(Items from a data source)
◇ ◇ ◇ ◇
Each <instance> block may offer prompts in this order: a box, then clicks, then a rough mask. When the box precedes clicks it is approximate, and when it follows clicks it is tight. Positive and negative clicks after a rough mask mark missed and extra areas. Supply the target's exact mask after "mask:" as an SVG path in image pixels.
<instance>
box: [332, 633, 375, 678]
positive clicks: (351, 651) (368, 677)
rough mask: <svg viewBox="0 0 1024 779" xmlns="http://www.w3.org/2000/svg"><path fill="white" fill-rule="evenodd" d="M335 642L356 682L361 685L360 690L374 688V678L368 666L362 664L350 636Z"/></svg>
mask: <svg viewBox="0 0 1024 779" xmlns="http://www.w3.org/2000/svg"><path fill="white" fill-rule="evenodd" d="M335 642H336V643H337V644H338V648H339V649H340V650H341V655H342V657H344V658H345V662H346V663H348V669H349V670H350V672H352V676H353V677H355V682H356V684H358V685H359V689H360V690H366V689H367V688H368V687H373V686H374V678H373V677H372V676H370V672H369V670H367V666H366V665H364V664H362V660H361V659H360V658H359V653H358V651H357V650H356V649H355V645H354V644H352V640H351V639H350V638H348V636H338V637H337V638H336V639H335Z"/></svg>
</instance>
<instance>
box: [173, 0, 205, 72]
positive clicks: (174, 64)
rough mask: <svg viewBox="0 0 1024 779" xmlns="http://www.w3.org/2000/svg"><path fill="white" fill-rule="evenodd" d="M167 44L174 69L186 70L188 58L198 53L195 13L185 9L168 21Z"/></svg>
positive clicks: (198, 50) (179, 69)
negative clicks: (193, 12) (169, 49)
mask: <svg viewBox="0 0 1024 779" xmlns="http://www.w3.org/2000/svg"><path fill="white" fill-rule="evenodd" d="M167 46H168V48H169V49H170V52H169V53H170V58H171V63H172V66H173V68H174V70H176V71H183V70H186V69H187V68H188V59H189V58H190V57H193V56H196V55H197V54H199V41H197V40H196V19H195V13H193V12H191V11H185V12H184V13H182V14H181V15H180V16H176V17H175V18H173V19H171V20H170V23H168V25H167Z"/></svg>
◇ ◇ ◇ ◇
Each record above should be retyped in full, exactly as shown.

Each <instance> block may offer prompts in this order: a box, then clicks, then a rough mask. When the box precedes clicks it is approximate, and when it follows clicks it is tight. Positive and negative clicks after a rough mask mark missed and extra areas. Supply the target's exact mask after "mask:" as an SVG path in image pixels.
<instance>
box: [332, 633, 375, 678]
positive clicks: (351, 651) (368, 677)
rough mask: <svg viewBox="0 0 1024 779" xmlns="http://www.w3.org/2000/svg"><path fill="white" fill-rule="evenodd" d="M335 642L356 682L361 685L360 690L374 688V678L368 666L362 664L350 636Z"/></svg>
mask: <svg viewBox="0 0 1024 779" xmlns="http://www.w3.org/2000/svg"><path fill="white" fill-rule="evenodd" d="M335 642H336V643H337V644H338V648H339V649H340V650H341V655H342V657H344V658H345V662H346V663H348V669H349V670H350V672H352V676H353V677H355V682H356V684H358V685H359V689H360V690H366V689H367V688H368V687H373V686H374V678H373V677H372V676H370V672H369V670H367V666H366V665H364V664H362V660H361V659H360V658H359V653H358V651H357V650H356V649H355V645H354V644H352V640H351V639H350V638H348V636H338V637H337V638H336V639H335Z"/></svg>
</instance>
<instance>
box: [173, 0, 205, 72]
positive clicks: (174, 64)
rough mask: <svg viewBox="0 0 1024 779" xmlns="http://www.w3.org/2000/svg"><path fill="white" fill-rule="evenodd" d="M167 44L174 69L186 70L188 58L198 53L195 13L185 9L168 21Z"/></svg>
positive clicks: (198, 50) (179, 69)
negative clicks: (193, 12) (169, 49)
mask: <svg viewBox="0 0 1024 779" xmlns="http://www.w3.org/2000/svg"><path fill="white" fill-rule="evenodd" d="M167 46H168V48H169V49H170V52H169V53H170V58H171V63H172V66H173V68H174V70H176V71H183V70H186V69H187V68H188V59H189V58H190V57H193V56H196V55H197V54H199V41H197V40H196V19H195V13H193V12H191V11H185V12H184V13H182V14H181V15H180V16H176V17H175V18H173V19H171V20H170V23H168V25H167Z"/></svg>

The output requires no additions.